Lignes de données
╭──

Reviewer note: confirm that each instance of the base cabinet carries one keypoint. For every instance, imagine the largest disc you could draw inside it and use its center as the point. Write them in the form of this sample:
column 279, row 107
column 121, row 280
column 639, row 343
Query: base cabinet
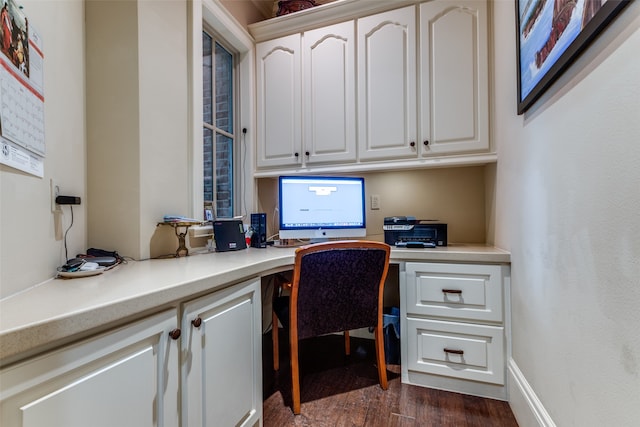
column 222, row 366
column 150, row 373
column 454, row 327
column 117, row 379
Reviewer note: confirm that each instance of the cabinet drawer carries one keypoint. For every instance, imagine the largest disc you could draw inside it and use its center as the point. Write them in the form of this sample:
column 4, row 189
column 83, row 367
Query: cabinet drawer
column 459, row 291
column 459, row 350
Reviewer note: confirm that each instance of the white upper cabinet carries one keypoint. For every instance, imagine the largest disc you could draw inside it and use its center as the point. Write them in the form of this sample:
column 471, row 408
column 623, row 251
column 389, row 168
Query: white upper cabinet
column 279, row 116
column 306, row 98
column 454, row 98
column 407, row 87
column 387, row 85
column 328, row 82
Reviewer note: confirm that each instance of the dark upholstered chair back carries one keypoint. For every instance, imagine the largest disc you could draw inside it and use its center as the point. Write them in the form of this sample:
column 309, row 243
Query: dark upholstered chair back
column 338, row 289
column 336, row 286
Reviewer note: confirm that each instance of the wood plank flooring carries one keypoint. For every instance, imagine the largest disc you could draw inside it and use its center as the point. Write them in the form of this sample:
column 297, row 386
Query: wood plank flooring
column 337, row 390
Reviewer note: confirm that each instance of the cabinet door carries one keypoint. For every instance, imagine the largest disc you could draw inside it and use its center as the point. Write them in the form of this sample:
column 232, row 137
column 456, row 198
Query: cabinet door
column 329, row 94
column 278, row 87
column 454, row 80
column 387, row 85
column 222, row 365
column 126, row 378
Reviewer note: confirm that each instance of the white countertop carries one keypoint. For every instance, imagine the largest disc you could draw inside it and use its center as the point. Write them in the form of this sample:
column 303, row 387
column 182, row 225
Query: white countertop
column 59, row 311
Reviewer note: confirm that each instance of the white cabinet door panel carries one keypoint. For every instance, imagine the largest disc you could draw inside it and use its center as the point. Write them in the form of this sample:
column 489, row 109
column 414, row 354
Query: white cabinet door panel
column 454, row 76
column 387, row 85
column 126, row 378
column 460, row 350
column 329, row 94
column 222, row 372
column 278, row 87
column 456, row 291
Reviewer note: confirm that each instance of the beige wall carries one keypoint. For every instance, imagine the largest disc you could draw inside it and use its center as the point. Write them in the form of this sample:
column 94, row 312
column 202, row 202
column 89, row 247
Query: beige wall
column 455, row 196
column 137, row 124
column 567, row 206
column 31, row 244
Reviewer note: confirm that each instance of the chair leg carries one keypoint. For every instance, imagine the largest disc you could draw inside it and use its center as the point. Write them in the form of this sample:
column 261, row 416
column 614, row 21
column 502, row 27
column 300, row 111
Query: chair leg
column 295, row 376
column 274, row 340
column 382, row 365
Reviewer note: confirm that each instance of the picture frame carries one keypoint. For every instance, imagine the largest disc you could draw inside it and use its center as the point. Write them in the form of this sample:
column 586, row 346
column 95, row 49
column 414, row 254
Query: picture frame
column 550, row 35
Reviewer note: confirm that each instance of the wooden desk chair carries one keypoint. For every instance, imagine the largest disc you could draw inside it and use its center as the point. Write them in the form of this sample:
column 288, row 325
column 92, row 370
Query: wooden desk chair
column 336, row 286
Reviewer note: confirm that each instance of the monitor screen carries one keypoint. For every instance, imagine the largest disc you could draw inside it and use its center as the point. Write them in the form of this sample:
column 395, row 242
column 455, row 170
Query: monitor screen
column 319, row 208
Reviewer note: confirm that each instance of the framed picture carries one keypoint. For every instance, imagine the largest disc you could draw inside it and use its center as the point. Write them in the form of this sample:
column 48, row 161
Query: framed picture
column 550, row 35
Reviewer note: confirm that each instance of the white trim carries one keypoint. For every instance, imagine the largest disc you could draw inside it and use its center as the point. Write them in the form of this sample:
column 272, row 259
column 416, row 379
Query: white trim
column 527, row 408
column 320, row 16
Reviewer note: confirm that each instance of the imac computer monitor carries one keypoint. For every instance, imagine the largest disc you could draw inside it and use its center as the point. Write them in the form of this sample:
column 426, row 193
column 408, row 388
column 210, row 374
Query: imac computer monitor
column 321, row 208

╰──

■ CONSIGNE ■
Recopiez à l'identique les lignes des enregistrements, depuis celle qui contient « Reviewer note: confirm that each instance of the wooden » jusqu'à la fin des enregistrements, ces deux bornes comprises.

■ RÉSULTAT FINAL ■
Reviewer note: confirm that each instance of the wooden desk chair carries one keypoint. For every instance, imagine the largest disc you could draw inside it and use its center as the point. Write them in the form of this sample:
column 288, row 325
column 92, row 370
Query: wooden desk chair
column 336, row 286
Reviewer note: confirm that each instance of the monitor screen carries one keypoint. For every instance, imagine the largest disc you could draw inside it and use its center as the point. Write them in the form of this sample:
column 395, row 242
column 455, row 170
Query: monitor screen
column 319, row 208
Reviewer note: confirm that each instance of the framed picture carries one keypoint. For every instance, imagine the largest disc you could draw inside it and use its center as the point. Write them in the form of this sample:
column 48, row 161
Query: framed picture
column 550, row 35
Reviewer note: confirm that each instance of the white trim carries one keypoint. For every instance, imagine the largest disc you could draw inside it and use its center as the point. Write them in the form of this sample:
column 272, row 259
column 416, row 379
Query: white trim
column 527, row 408
column 320, row 16
Reviewer note: confirm that each instance of the imac computer monitor carries one keypoint. For every instance, imagine the largest disc you could draw inside it and use its center as the point. Write them in the form of this sample:
column 426, row 193
column 408, row 388
column 210, row 374
Query: imac computer monitor
column 321, row 208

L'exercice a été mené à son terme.